■ **STATED TASK**: Will you quote all of the entries, word for word?

■ **RECORDS**:

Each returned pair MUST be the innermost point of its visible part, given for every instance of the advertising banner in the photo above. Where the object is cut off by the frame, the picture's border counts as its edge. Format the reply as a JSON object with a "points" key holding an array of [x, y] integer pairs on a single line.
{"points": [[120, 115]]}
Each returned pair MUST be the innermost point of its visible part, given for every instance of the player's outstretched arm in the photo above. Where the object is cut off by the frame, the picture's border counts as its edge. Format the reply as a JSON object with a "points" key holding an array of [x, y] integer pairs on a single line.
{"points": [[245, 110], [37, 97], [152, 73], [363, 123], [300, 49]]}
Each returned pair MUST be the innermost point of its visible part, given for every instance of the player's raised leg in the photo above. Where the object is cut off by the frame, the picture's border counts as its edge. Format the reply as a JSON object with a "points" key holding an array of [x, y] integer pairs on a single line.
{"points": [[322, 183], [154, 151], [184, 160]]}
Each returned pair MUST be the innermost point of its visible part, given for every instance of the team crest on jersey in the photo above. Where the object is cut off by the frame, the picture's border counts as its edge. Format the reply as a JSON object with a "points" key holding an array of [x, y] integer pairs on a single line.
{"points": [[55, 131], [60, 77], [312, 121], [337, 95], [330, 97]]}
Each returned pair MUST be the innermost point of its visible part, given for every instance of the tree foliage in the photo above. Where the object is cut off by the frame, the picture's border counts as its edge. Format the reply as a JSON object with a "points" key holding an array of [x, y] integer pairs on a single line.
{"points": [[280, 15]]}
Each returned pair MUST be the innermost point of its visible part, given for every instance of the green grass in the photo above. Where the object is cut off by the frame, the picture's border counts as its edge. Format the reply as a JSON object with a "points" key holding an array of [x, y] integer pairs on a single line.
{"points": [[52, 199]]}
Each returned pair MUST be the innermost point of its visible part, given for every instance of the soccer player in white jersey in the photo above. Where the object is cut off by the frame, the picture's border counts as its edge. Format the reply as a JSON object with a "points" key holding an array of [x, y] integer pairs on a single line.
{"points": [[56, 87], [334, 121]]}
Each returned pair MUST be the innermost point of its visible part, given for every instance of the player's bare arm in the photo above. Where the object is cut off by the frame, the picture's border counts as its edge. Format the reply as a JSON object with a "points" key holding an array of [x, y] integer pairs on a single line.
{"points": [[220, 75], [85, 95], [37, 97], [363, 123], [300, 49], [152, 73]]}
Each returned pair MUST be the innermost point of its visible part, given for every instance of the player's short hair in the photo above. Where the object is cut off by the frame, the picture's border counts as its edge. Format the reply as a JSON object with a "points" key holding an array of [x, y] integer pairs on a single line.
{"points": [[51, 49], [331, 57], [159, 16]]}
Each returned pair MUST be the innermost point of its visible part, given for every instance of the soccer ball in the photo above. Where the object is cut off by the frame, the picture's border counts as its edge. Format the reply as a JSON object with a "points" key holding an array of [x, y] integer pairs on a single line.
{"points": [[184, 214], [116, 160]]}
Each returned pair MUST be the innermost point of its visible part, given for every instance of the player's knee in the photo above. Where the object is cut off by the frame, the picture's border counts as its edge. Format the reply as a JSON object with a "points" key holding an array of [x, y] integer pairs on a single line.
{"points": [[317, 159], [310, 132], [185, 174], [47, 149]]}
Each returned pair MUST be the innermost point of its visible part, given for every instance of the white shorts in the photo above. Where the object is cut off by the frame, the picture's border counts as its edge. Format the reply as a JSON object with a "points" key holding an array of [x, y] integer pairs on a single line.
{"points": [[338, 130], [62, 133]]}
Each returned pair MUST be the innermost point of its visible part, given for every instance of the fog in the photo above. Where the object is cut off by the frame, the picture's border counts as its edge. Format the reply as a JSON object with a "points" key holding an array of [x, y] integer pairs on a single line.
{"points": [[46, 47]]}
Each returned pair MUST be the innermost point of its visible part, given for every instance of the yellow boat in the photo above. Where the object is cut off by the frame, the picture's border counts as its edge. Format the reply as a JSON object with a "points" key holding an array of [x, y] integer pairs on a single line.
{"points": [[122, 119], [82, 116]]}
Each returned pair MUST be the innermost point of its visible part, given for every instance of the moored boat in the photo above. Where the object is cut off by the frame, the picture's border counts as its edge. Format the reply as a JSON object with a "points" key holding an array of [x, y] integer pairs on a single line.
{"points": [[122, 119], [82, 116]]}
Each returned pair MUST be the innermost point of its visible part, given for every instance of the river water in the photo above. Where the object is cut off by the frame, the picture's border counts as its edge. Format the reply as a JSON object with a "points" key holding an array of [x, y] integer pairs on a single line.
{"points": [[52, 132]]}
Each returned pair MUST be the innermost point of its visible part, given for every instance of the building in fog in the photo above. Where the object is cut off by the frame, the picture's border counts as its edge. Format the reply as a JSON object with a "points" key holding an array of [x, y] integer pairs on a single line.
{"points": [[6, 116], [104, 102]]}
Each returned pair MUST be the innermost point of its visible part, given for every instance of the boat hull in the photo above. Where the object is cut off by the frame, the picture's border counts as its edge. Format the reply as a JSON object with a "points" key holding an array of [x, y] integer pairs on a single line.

■ **SOLUTION TO THIS EXERCISE**:
Each returned pair MUST be the innermost point of its visible part, given for every instance of the advertising banner in the photo above. Where the object is cut off by the frame, the picture's border counts as its edge. Format the reply as a JSON object with a "points" key holding an array of [x, y] integer pairs on a single line.
{"points": [[120, 115]]}
Each returned pair MUST be the innermost point of its visible part, given for every instance of the player's outstretched arm in the photo above. Where the object is cut off by the frame, the picture's border counts as its edge. Format the reply as a JSON object with a "points" key holding an array of [x, y] integer pairs on a single line.
{"points": [[245, 110], [37, 97], [152, 73], [363, 123], [300, 49]]}
Each returned pair MUST be the innermost point of its visible part, given for every instance of the player's raised leg in the photo above. Where the object is cut off by the frame, the picture's border counts as its edge. Format the reply as a JSON object with a "points" key holding an array of [x, y] integer pairs on a single line.
{"points": [[322, 183], [154, 151], [184, 160]]}
Each returned pair MUST be the innermost point of its visible part, given for every instance of the team crest on jersey in the photo above. Where the object is cut off by the frame, the picture's border counts as its edge. Format the reply as a JSON object with a "points" key holding an array of [x, y] integer pairs on a single line.
{"points": [[55, 131], [60, 77], [312, 121], [337, 95], [330, 97]]}
Each returned pair MUST be the innermost point of its visible part, given for every instance of the tree foliage in the photo above. Where the object is cut off by the frame, the picture's border counts as its edge. Format the reply as a JSON object with a "points" key holding an array of [x, y] integer pairs on a single line.
{"points": [[280, 15]]}
Each returned pair MUST be the innermost point of its visible part, given for every instance of the green grass in the photo above. Where the object is cut off by the frame, the picture's border counts as its edge. Format the reply as a JSON object with a "points" key holding an array of [x, y] integer pairs on a single line.
{"points": [[52, 199]]}
Each returned pair MUST be the innermost point of its visible part, given for every instance of the soccer player in white jersey in the photo above. Where the object is cut off by the frame, the picture's border counts as its edge. Format the reply as a JSON object with a "points" key holding an array of [x, y] integer pairs on a single line.
{"points": [[56, 87], [334, 121]]}
Each returned pair MUST be the innermost point of its visible part, given for every instance of the player's bare arm in the photo above. Where the object is cut off by the frame, the picture's border counts as its edge. Format the reply as a JSON object with a "points" key holding an array of [x, y] integer pairs on a single line.
{"points": [[220, 75], [85, 95], [37, 97], [363, 123], [300, 49], [152, 73]]}
Each returned pair MUST be the innermost point of its visible part, given for every instance of the player's short hair in the photo above. Where the object is cut off by the frame, the picture's border counts as its edge. Format the reply as a JSON object with a "points" key holding an array of [x, y] integer pairs on a single line.
{"points": [[51, 49], [331, 57], [159, 16]]}
Each returned pair MUST be the innermost point of its visible part, given for every instance of the soccer ball in the photo above. Where the object is cut off by the frame, the picture's border counts as its edge. Format the reply as a JSON object with a "points" key holding an array of [x, y] integer pairs on a single line.
{"points": [[184, 214], [116, 160]]}
Each returned pair MUST be the innermost point of its visible part, given for every instance of the player's knee in the photo above. Where the object is cut off by the frame, the picture's border counts as its edge. Format the reply as a JSON object with a "points" key holding an array of [x, y] integer pairs on a single line.
{"points": [[317, 159], [310, 132], [185, 174], [47, 149]]}
Each returned pair MUST be the innermost point of its visible part, given for every instance of the white shorts in the photo above. Where the object is cut off by the frame, the picture's border counts as its edge. Format the reply as a JSON object with a "points" key holding an array of [x, y] integer pairs on a single line.
{"points": [[338, 130], [62, 133]]}
Each returned pair MUST be the innermost point of its visible part, given for every instance of the fog in the photo above. Where the object is cut off by the frame, the picture's border counts as its edge. Format the reply as a JSON object with a "points" key holding an array of [x, y] integer pairs on a single line.
{"points": [[46, 47]]}
Each returned pair MUST be the innermost point of its visible part, given for every instance of the yellow boat in the photo above. Where the object is cut off by the frame, the picture's border counts as its edge. Format the reply as a JSON object with a "points" key holding an array of [x, y] integer pairs on a single line.
{"points": [[122, 119], [82, 116]]}
Each returned pair MUST be the innermost point of its visible part, given for every instance of the moored boat in the photo above. Where the object is cut off by the frame, the picture's border counts as its edge. Format the reply as a JSON object with a "points" key holding an array of [x, y] integer pairs on a single line.
{"points": [[122, 119], [82, 116]]}
Each returned pair MUST be the innermost point of its visible part, given for every instance of the river water in the photo above. Where the object is cut off by the frame, the picture's border counts as its edge. Format the reply as a JSON object with a "points" key holding an array of [x, y] integer pairs on a single line.
{"points": [[52, 132]]}
Each returned pair MUST be the innermost point of its visible part, given for every instance of the building in fog in the photo above. Where the object is cut off by the frame, the picture's border counts as its edge. Format the reply as a JSON object with a "points" key holding an array of [x, y] integer pairs on a single line.
{"points": [[6, 116], [104, 102]]}
Each returned pair MUST be the innermost point of its visible part, given for every instance of the boat hull in the photo above. Where the object is cut off by the frame, the picture's border counts as its edge. Format the reply as a JSON object with a "points" key holding an array of [x, y] integer pairs on a single line.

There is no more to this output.